═══ DATA FOR PROCESSING
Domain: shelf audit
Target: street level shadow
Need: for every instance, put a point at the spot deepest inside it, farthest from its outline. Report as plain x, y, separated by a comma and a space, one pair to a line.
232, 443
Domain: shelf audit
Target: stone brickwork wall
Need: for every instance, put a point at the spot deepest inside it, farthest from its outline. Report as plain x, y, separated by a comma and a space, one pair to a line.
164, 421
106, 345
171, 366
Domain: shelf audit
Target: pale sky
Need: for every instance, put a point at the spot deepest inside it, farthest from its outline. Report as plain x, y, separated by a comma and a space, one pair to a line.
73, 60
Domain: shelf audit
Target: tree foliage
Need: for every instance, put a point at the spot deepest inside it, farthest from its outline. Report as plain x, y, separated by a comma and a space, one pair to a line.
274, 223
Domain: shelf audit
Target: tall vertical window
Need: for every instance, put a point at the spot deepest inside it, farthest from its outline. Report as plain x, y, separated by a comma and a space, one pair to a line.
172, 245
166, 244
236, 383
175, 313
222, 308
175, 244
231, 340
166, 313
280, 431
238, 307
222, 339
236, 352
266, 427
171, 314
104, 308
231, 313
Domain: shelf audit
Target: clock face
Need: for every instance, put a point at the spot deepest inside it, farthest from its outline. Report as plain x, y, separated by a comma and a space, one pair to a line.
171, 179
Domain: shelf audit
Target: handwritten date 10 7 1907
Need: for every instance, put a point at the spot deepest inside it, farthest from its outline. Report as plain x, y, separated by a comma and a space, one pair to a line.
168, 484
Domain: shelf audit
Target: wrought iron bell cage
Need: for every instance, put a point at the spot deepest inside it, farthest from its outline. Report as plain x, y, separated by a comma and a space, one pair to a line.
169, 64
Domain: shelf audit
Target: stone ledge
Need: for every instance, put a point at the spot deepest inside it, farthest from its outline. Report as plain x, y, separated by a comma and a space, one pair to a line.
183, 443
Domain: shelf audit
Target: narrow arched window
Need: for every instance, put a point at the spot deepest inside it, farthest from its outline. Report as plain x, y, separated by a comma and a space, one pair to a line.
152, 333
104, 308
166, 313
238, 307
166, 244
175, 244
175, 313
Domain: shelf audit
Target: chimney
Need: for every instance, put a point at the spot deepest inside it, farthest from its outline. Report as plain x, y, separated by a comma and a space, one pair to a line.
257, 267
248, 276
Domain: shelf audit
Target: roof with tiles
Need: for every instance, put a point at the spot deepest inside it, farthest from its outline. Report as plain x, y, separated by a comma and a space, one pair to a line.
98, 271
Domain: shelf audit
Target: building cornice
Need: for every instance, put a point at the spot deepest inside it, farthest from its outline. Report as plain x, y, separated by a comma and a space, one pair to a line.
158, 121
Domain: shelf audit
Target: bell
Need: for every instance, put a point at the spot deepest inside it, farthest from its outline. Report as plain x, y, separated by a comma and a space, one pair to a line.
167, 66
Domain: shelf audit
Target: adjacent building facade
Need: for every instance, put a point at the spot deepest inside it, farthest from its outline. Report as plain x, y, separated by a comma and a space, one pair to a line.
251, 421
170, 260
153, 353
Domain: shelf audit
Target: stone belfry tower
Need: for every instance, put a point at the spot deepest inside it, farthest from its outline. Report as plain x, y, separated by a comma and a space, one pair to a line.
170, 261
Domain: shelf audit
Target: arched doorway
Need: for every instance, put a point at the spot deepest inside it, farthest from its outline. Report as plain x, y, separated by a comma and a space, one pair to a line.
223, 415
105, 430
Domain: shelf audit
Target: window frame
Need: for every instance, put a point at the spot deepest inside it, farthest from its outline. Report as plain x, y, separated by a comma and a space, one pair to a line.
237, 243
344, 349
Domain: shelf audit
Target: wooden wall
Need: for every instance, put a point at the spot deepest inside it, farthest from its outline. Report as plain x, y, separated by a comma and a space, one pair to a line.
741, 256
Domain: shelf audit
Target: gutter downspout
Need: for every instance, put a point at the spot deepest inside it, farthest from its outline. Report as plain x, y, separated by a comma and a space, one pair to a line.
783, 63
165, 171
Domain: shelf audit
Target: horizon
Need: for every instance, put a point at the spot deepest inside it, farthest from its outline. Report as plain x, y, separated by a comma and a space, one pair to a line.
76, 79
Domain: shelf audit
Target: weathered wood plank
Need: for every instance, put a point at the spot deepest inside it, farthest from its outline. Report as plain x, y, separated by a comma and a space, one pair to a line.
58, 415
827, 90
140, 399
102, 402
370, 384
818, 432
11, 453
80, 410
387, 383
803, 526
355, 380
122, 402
══════
═══ DATA FOR PROCESSING
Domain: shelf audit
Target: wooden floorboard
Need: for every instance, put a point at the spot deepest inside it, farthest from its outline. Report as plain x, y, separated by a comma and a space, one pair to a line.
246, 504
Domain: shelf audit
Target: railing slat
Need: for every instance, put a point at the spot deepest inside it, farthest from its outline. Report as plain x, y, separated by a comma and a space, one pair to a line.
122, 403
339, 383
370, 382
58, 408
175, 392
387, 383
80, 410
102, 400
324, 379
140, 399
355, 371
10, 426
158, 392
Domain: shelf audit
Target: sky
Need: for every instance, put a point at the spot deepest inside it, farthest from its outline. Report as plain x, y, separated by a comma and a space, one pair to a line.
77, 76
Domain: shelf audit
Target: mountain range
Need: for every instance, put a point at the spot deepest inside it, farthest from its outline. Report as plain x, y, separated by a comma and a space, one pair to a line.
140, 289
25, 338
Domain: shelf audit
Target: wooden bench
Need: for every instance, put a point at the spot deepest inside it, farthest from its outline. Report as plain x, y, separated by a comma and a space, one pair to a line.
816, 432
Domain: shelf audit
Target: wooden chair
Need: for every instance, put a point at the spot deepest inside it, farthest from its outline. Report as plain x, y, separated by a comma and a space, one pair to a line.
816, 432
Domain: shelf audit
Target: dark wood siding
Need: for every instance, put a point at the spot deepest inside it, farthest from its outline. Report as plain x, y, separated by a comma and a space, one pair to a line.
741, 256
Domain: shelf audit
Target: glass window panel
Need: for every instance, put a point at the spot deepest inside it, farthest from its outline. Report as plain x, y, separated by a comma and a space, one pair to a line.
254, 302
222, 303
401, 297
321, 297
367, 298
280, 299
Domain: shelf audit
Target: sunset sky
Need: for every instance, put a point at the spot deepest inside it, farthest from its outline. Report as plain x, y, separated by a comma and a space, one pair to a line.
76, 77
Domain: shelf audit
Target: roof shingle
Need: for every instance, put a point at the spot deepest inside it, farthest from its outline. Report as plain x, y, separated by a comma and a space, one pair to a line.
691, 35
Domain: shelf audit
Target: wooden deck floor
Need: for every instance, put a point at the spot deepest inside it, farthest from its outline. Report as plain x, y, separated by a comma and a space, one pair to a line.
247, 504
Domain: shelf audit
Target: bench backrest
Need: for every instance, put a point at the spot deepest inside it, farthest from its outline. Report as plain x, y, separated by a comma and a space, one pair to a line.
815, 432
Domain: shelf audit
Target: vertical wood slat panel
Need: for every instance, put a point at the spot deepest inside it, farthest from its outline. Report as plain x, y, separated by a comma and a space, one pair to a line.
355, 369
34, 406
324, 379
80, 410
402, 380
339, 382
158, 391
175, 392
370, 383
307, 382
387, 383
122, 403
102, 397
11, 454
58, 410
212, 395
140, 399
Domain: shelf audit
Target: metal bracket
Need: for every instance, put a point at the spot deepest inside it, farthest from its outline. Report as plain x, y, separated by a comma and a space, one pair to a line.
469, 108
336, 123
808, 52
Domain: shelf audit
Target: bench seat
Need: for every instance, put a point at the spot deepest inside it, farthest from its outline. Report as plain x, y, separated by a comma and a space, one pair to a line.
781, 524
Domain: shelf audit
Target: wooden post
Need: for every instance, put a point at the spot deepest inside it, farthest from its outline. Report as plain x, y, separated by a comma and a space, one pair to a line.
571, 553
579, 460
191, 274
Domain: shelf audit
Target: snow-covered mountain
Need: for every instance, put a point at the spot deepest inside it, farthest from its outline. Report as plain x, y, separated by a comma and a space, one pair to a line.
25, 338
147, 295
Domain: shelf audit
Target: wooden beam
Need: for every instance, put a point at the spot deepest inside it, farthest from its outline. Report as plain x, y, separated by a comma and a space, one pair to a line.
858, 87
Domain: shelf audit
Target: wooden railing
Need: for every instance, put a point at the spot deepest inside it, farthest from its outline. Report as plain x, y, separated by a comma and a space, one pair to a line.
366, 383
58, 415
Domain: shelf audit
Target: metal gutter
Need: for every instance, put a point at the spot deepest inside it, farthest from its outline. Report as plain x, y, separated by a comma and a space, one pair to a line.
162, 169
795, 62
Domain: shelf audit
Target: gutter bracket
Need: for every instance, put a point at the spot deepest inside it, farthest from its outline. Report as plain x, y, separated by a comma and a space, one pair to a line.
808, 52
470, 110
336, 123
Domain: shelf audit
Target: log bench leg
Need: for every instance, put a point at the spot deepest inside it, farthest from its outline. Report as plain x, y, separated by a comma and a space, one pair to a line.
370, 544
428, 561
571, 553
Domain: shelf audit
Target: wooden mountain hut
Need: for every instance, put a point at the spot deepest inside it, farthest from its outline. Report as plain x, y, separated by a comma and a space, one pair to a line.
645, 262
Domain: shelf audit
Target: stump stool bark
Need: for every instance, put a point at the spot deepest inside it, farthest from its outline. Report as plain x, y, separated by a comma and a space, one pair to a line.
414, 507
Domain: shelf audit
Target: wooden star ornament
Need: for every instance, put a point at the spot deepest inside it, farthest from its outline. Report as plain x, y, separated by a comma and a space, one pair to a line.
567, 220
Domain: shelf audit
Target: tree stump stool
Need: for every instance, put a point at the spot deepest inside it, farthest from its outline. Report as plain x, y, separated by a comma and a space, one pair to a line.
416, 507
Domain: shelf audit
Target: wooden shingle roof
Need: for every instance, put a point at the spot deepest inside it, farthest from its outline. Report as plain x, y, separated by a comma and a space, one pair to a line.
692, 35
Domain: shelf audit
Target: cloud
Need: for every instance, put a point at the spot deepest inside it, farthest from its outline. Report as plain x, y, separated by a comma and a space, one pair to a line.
══════
Copy out every line in the data above that contains the string "roof". Matches must be case-sensitive.

WRITTEN SOLUTION -
Target: roof with tiles
Target: roof shingle
Target: wooden shingle roof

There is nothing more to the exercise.